Today answering a question on this site I found myself with a very interesting possible solution, because I accidentally deleted a part of the solution and that solution worked although it did not make sense for me.

Without further ado:

const regex = /([a-zA-Z]+)_([a-zA-Z]+_?[a-zA-Z]+?)((?:_\d+)+)/

const strings = [
        'AAAA_BBBB_CCCC_1_15_17'
        ,'AAAA_BBBB_1'
        ,'AAAA_BBBB_15_17'
        ,'AAAA_BBBB_CCCC_1_2'
    ]

strings.forEach(string => {
  const [fullMatch, ...groups] = string.match(regex)
  console.log(groups)
})

As you can see, I captured a group without capture using ((?:_\d+)+) , and on the site regex101 it works for all the languages, which until now are:

pcre (php)

☆ ☆ ☆ ☆ ☆ ☆ ☆

**Problem**
Extract the whole post about the regex capture group above, word for word.

(Entries for labeling bounding boxes)
☆ ☆ ☆ ☆ ☆ ☆ ☆

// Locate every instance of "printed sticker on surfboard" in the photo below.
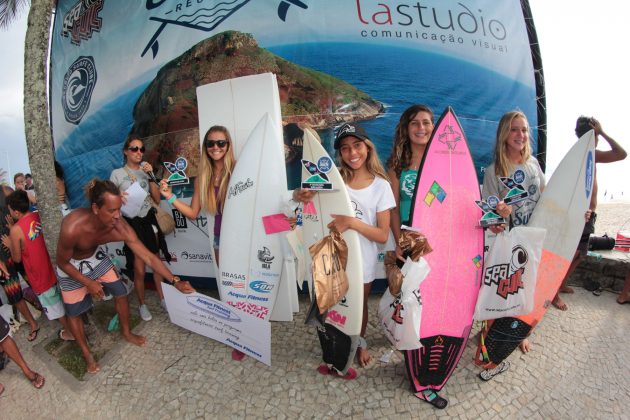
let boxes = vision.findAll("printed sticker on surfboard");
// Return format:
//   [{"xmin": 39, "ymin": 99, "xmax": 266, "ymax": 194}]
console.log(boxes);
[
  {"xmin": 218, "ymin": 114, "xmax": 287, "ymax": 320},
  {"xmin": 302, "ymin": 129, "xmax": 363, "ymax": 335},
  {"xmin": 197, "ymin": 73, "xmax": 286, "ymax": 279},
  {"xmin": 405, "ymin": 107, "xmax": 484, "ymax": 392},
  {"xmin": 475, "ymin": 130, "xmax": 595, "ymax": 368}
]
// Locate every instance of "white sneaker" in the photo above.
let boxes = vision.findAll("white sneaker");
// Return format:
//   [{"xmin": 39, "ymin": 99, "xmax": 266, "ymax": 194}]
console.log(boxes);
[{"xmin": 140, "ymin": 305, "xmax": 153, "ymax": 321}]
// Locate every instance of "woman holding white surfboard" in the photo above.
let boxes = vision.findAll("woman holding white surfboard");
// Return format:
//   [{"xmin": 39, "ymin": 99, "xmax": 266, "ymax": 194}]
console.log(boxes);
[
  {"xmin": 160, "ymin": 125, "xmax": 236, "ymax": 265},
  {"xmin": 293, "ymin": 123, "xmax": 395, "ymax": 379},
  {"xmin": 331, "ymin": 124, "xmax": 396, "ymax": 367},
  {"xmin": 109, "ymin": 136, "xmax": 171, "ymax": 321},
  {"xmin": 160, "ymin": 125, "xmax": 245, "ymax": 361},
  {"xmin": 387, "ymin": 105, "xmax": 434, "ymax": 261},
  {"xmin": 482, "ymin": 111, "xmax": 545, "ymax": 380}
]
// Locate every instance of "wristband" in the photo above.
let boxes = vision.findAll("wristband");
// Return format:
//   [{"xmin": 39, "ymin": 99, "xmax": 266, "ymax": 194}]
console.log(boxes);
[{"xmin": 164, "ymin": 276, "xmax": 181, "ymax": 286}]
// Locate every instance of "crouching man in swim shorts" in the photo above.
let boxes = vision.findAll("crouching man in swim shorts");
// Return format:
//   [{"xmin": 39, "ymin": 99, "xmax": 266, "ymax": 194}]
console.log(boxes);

☆ ☆ ☆ ☆ ☆ ☆ ☆

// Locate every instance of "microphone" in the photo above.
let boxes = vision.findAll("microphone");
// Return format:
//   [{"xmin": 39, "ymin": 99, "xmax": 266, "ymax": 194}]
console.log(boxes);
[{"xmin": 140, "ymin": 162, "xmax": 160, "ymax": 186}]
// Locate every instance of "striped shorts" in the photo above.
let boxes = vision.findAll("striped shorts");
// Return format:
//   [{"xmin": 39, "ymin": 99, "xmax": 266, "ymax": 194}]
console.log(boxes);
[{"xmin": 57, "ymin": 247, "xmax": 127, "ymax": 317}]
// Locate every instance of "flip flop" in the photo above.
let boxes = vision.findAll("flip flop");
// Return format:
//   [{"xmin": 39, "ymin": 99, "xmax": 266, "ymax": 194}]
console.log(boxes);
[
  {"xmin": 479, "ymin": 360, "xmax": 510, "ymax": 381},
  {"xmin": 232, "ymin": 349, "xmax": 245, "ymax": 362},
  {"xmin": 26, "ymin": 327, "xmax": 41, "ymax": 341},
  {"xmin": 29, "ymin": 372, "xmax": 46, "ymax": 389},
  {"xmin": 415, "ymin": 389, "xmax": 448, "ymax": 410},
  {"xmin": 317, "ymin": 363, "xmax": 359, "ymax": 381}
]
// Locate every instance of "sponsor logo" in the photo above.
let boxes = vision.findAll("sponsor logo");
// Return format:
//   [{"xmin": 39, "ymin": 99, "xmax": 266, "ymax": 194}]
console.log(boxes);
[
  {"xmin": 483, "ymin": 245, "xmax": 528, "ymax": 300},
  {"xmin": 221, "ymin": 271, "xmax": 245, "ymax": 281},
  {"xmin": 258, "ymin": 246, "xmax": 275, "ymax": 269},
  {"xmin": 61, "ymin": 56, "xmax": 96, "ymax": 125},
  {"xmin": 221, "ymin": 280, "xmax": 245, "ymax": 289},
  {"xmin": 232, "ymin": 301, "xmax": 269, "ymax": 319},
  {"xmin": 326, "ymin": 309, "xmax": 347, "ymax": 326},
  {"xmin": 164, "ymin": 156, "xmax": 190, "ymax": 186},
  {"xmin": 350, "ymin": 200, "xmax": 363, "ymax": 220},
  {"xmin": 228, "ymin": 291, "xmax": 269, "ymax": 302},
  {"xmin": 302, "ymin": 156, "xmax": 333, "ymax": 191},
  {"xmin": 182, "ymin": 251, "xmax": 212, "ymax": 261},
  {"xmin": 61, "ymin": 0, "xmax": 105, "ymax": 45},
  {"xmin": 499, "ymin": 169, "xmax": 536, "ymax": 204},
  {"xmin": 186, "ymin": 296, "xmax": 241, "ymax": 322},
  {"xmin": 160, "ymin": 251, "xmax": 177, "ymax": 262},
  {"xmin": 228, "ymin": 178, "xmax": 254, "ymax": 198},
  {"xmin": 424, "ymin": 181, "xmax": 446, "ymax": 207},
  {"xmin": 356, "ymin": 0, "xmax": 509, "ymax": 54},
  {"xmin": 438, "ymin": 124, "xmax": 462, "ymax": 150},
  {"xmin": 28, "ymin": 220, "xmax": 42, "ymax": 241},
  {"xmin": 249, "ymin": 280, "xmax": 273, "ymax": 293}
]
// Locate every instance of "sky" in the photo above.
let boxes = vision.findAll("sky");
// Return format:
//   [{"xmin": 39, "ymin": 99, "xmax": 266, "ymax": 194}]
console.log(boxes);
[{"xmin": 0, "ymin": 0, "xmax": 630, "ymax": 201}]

☆ ☆ ☆ ☆ ☆ ☆ ☆

**Answer to the task**
Today answering a question on this site I found myself with a very interesting possible solution, because I accidentally deleted a part of the solution and that solution worked although it did not make sense for me.

Without further ado:

const regex = /([a-zA-Z]+)_([a-zA-Z]+_?[a-zA-Z]+?)((?:_\d+)+)/

const strings = [
        'AAAA_BBBB_CCCC_1_15_17'
        ,'AAAA_BBBB_1'
        ,'AAAA_BBBB_15_17'
        ,'AAAA_BBBB_CCCC_1_2'
    ]

strings.forEach(string => {
  const [fullMatch, ...groups] = string.match(regex)
  console.log(groups)
})

As you can see, I captured a group without capture using ((?:_\d+)+) , and on the site regex101 it works for all the languages, which until now are:

pcre (php)